What is required = Rewrite every line of the records below, starting with the line that contains "point: person in" and going on through the end of the records. Add -22 to each coordinate in the answer points and leave all other numbers unchanged.

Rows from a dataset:
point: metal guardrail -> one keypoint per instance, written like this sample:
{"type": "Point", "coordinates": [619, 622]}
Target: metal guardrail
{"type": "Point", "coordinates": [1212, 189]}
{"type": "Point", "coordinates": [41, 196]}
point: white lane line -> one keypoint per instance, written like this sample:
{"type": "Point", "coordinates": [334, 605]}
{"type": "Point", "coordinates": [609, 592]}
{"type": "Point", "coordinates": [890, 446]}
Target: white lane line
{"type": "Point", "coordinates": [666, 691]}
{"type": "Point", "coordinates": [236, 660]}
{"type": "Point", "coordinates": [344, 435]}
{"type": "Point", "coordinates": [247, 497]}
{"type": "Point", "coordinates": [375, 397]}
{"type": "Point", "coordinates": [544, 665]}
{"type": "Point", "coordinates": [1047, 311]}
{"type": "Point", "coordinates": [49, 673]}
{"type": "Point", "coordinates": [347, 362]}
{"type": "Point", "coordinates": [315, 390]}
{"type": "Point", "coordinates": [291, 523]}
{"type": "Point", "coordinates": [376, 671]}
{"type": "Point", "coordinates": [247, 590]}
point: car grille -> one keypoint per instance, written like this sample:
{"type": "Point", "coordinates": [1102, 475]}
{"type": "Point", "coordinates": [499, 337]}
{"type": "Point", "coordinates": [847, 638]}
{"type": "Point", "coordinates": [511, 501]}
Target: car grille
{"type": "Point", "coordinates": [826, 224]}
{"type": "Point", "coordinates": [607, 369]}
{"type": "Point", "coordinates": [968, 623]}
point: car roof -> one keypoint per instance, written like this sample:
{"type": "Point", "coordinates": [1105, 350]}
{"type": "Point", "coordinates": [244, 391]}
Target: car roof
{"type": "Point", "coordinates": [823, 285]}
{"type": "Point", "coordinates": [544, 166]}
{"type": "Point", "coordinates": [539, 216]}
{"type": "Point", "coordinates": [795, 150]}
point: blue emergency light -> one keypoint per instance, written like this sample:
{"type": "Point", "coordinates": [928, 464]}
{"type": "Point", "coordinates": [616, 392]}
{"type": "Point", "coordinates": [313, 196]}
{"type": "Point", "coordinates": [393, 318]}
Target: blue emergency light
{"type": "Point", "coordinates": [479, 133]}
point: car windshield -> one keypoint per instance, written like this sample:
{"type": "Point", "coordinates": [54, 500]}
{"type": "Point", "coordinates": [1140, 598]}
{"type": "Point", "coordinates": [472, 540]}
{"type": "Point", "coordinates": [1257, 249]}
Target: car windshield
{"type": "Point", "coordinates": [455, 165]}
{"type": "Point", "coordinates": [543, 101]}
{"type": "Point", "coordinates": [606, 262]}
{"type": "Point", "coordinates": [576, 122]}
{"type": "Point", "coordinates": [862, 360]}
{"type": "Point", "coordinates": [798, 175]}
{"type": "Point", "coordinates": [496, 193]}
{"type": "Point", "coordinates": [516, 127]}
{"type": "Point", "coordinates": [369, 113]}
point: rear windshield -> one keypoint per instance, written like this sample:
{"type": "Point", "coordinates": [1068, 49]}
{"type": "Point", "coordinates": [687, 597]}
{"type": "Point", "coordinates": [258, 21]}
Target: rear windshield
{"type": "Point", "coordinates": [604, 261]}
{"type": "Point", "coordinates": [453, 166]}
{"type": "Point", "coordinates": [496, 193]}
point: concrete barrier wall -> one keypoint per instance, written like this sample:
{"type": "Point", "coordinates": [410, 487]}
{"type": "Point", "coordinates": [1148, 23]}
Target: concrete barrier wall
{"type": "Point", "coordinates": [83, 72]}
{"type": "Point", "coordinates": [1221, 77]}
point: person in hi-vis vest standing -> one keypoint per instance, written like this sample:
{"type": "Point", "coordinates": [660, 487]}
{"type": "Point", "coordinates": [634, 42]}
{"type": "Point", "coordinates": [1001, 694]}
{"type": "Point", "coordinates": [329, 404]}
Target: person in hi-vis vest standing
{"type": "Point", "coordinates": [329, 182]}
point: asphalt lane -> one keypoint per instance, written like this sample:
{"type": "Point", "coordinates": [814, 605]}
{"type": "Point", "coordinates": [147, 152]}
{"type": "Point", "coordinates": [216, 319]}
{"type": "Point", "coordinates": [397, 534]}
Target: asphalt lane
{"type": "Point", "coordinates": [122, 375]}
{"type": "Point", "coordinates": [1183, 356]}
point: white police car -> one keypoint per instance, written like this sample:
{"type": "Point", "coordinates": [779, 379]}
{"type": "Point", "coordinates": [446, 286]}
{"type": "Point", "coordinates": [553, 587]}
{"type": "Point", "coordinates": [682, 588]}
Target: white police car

Solution to the problem =
point: person in hi-vis vest standing -> one keypoint per instance, written like this sample:
{"type": "Point", "coordinates": [660, 487]}
{"type": "Point", "coordinates": [634, 42]}
{"type": "Point", "coordinates": [1001, 694]}
{"type": "Point", "coordinates": [329, 404]}
Target: person in hi-vis vest standing
{"type": "Point", "coordinates": [307, 160]}
point: asphalt lane -> one keypoint per instance, written like this sample:
{"type": "Point", "coordinates": [814, 605]}
{"type": "Point", "coordinates": [147, 152]}
{"type": "Point", "coordinates": [216, 319]}
{"type": "Point", "coordinates": [397, 534]}
Target: asphalt lane
{"type": "Point", "coordinates": [100, 353]}
{"type": "Point", "coordinates": [1161, 334]}
point: white police car -> one keypoint per instance, written like this sample:
{"type": "Point", "coordinates": [779, 379]}
{"type": "Point", "coordinates": [446, 286]}
{"type": "Point", "coordinates": [553, 587]}
{"type": "Point", "coordinates": [682, 588]}
Target: white police car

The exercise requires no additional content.